* _GOAL_
List each line of the records below that contains the word "finial".

* _GIVEN DATA_

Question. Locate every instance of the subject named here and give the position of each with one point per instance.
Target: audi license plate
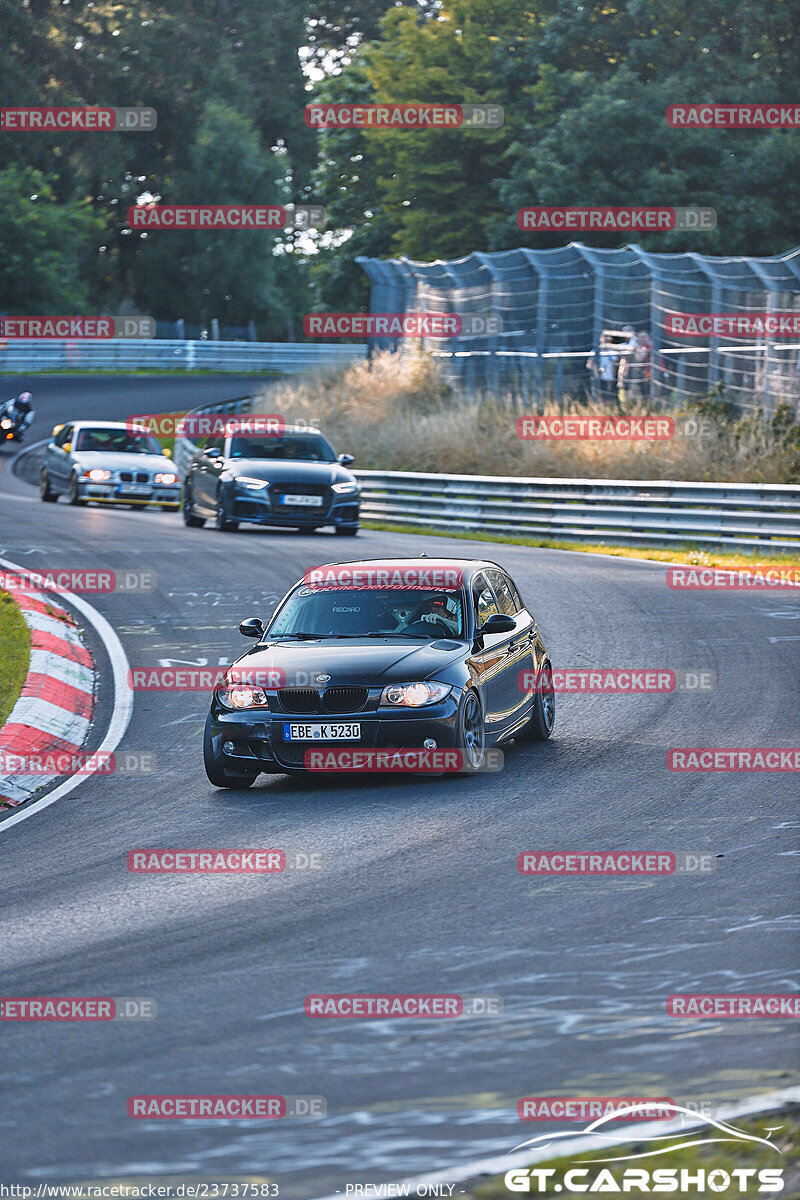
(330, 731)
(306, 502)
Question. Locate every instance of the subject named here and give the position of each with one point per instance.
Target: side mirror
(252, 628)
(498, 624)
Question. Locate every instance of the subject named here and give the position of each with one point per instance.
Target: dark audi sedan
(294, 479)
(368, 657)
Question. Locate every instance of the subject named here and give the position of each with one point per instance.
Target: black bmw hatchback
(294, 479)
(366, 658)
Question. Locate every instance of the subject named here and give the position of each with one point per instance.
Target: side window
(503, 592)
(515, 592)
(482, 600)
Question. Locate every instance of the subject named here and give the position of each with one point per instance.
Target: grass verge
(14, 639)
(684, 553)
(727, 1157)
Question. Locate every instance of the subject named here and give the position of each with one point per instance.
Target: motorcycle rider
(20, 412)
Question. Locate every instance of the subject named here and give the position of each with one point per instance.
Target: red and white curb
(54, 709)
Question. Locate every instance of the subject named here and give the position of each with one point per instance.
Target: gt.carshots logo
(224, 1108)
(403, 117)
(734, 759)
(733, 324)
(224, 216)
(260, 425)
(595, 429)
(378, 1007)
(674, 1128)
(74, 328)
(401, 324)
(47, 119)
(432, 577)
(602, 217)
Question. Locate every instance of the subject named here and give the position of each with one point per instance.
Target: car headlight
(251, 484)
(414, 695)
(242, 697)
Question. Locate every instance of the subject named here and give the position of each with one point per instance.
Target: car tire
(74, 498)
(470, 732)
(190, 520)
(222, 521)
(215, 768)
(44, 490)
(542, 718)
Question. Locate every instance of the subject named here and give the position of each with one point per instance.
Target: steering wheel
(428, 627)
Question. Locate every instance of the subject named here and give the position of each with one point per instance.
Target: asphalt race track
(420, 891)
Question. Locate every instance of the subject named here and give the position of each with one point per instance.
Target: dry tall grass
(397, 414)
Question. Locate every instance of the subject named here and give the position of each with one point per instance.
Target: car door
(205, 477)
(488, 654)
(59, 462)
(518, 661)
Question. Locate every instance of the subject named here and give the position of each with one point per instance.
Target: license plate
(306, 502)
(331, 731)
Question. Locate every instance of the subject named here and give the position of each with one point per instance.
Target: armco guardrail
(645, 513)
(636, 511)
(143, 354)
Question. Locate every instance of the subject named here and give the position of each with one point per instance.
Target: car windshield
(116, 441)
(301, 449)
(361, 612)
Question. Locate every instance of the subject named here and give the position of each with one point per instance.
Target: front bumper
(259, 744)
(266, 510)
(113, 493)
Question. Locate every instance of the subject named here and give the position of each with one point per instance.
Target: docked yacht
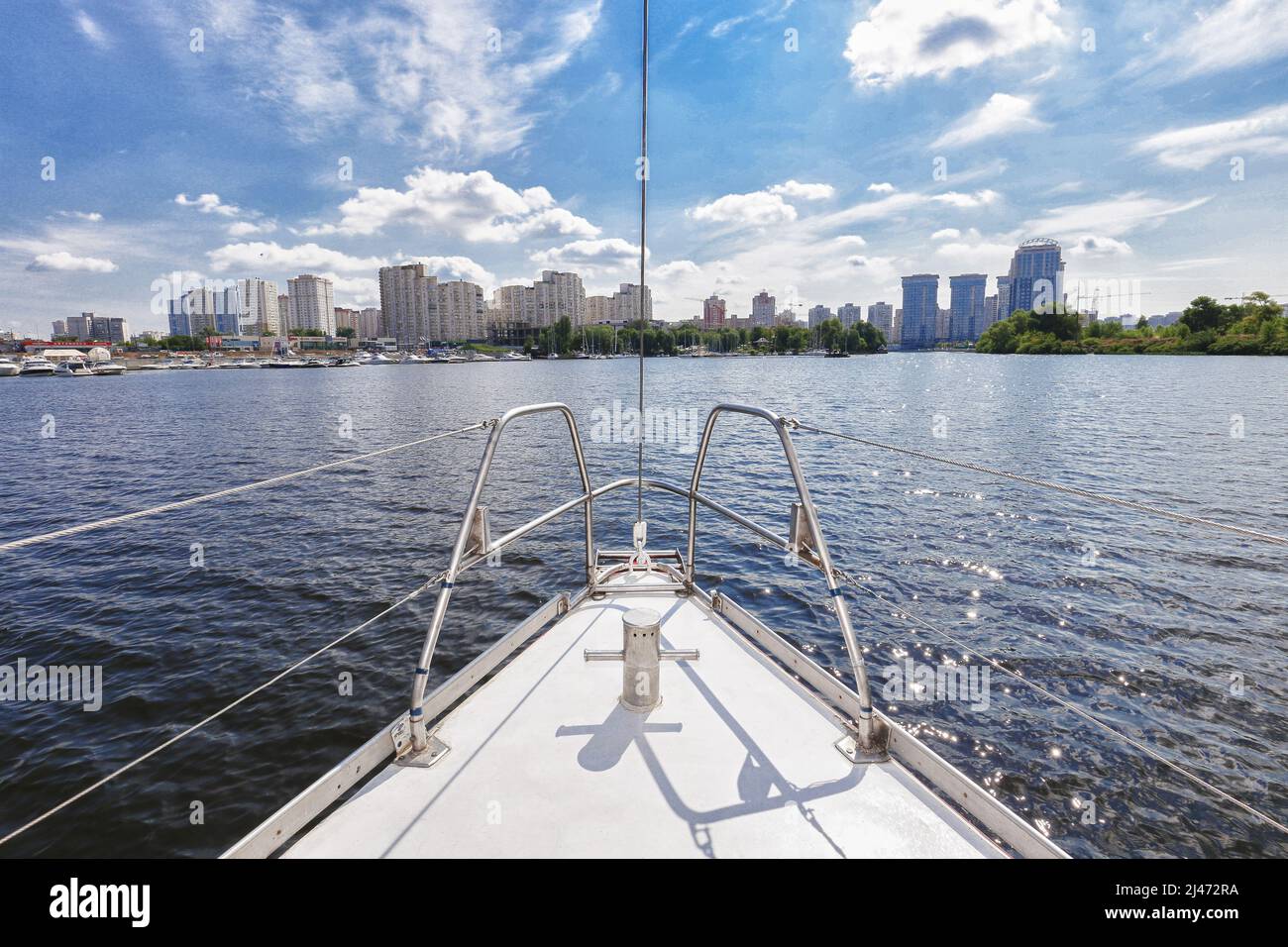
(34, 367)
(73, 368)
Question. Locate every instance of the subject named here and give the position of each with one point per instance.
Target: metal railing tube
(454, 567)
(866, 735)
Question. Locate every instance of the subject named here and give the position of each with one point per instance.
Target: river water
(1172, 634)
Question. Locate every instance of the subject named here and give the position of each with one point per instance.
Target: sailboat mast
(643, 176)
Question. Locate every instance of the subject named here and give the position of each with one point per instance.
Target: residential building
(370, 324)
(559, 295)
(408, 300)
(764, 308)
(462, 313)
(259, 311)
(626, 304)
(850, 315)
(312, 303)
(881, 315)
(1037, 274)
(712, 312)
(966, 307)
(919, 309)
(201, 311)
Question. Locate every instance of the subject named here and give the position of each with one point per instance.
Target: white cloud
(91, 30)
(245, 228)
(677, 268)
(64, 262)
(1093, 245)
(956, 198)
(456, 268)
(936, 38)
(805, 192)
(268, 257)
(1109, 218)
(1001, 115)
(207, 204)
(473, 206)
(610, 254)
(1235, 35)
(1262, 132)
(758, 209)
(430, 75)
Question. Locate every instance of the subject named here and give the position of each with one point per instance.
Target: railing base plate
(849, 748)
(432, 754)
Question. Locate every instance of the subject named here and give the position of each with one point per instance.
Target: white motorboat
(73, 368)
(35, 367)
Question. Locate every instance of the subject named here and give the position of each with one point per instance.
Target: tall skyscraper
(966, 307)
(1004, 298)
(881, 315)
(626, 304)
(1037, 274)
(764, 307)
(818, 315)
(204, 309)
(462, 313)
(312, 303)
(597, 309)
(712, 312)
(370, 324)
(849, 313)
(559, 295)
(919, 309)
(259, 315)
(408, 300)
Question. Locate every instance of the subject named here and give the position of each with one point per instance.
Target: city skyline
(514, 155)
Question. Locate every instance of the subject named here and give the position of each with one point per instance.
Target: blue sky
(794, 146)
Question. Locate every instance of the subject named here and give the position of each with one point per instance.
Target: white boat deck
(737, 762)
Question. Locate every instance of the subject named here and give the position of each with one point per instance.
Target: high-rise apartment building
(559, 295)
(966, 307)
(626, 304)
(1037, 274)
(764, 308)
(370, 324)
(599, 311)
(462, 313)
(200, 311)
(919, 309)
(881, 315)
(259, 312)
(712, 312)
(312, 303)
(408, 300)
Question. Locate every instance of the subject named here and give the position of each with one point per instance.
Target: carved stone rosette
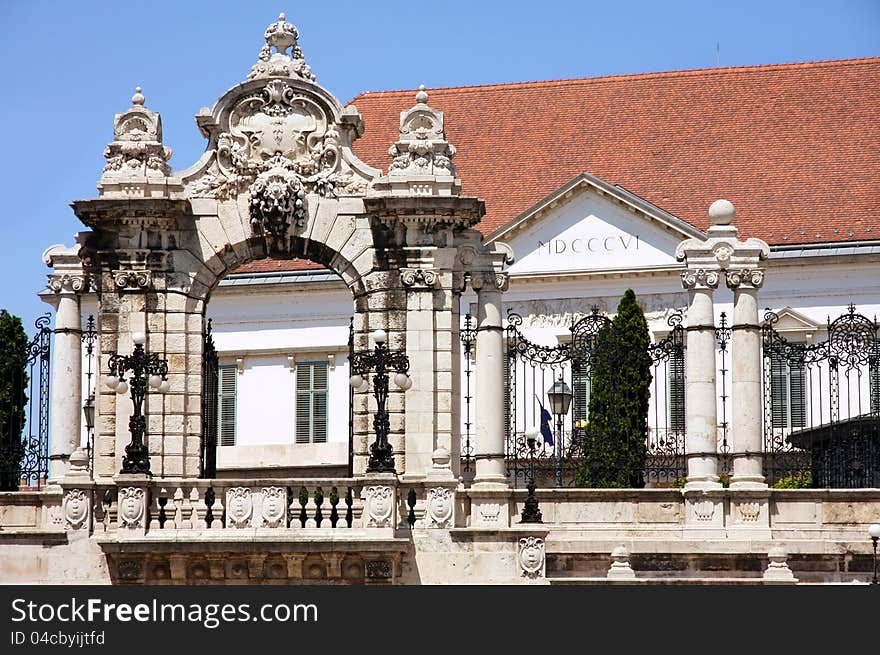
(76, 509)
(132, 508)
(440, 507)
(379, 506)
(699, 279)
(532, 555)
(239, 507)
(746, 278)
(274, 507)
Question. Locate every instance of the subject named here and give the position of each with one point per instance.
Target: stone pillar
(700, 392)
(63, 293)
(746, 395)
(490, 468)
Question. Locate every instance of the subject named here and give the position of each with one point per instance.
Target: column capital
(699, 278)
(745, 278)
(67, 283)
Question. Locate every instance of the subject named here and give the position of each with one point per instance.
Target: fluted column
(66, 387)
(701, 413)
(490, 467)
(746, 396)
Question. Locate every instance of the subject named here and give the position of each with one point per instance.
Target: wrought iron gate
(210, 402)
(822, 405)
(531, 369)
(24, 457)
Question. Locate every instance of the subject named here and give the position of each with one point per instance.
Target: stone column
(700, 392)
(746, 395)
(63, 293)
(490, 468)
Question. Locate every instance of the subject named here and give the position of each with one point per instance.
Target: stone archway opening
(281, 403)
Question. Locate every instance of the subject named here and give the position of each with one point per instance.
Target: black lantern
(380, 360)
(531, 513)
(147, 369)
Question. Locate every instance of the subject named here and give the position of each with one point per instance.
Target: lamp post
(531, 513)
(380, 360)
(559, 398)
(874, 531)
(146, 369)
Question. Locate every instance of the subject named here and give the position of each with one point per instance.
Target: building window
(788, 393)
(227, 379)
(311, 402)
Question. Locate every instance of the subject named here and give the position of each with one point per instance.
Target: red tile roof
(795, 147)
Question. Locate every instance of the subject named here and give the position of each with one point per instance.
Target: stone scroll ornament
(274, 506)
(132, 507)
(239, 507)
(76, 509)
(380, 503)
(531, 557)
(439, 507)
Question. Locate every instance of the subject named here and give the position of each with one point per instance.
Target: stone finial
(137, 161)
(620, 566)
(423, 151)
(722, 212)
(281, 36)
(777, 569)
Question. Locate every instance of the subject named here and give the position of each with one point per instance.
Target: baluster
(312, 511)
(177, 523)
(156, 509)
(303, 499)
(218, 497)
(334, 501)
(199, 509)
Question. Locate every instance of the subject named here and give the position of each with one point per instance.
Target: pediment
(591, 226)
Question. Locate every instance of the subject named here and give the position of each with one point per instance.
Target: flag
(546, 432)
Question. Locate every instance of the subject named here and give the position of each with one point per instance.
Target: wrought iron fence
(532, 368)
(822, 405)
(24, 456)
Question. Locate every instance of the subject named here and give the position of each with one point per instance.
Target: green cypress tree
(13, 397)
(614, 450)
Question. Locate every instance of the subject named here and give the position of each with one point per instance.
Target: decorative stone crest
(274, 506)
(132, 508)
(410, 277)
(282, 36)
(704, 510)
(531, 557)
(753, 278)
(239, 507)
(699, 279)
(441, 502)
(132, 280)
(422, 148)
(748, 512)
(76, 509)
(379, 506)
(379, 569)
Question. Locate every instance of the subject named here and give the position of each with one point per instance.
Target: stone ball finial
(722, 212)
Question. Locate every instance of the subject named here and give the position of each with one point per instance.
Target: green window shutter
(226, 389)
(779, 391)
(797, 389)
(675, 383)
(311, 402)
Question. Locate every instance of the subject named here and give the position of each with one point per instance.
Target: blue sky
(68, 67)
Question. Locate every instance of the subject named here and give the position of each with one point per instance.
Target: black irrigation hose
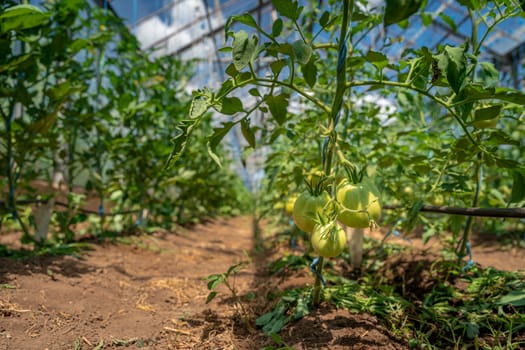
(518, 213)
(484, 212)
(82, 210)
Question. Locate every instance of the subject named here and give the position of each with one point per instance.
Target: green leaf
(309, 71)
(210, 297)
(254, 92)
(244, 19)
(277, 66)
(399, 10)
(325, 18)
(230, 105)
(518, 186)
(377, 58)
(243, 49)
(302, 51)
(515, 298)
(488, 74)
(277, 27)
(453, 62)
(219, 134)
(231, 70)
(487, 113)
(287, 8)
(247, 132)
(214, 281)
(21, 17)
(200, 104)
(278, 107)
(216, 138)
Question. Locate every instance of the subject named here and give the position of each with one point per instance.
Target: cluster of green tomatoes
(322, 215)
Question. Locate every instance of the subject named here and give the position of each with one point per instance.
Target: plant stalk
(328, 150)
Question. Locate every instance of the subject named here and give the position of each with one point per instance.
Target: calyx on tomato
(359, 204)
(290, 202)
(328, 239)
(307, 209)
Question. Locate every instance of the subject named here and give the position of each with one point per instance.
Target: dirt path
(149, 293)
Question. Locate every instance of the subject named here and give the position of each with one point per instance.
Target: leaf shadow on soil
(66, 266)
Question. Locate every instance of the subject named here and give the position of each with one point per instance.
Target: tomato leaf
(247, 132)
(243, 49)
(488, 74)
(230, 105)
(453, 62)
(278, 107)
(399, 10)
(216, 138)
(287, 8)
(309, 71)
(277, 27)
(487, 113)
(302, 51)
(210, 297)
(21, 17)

* _CORRECT ANSWER_
Target: stone finial
Target: stone ball finial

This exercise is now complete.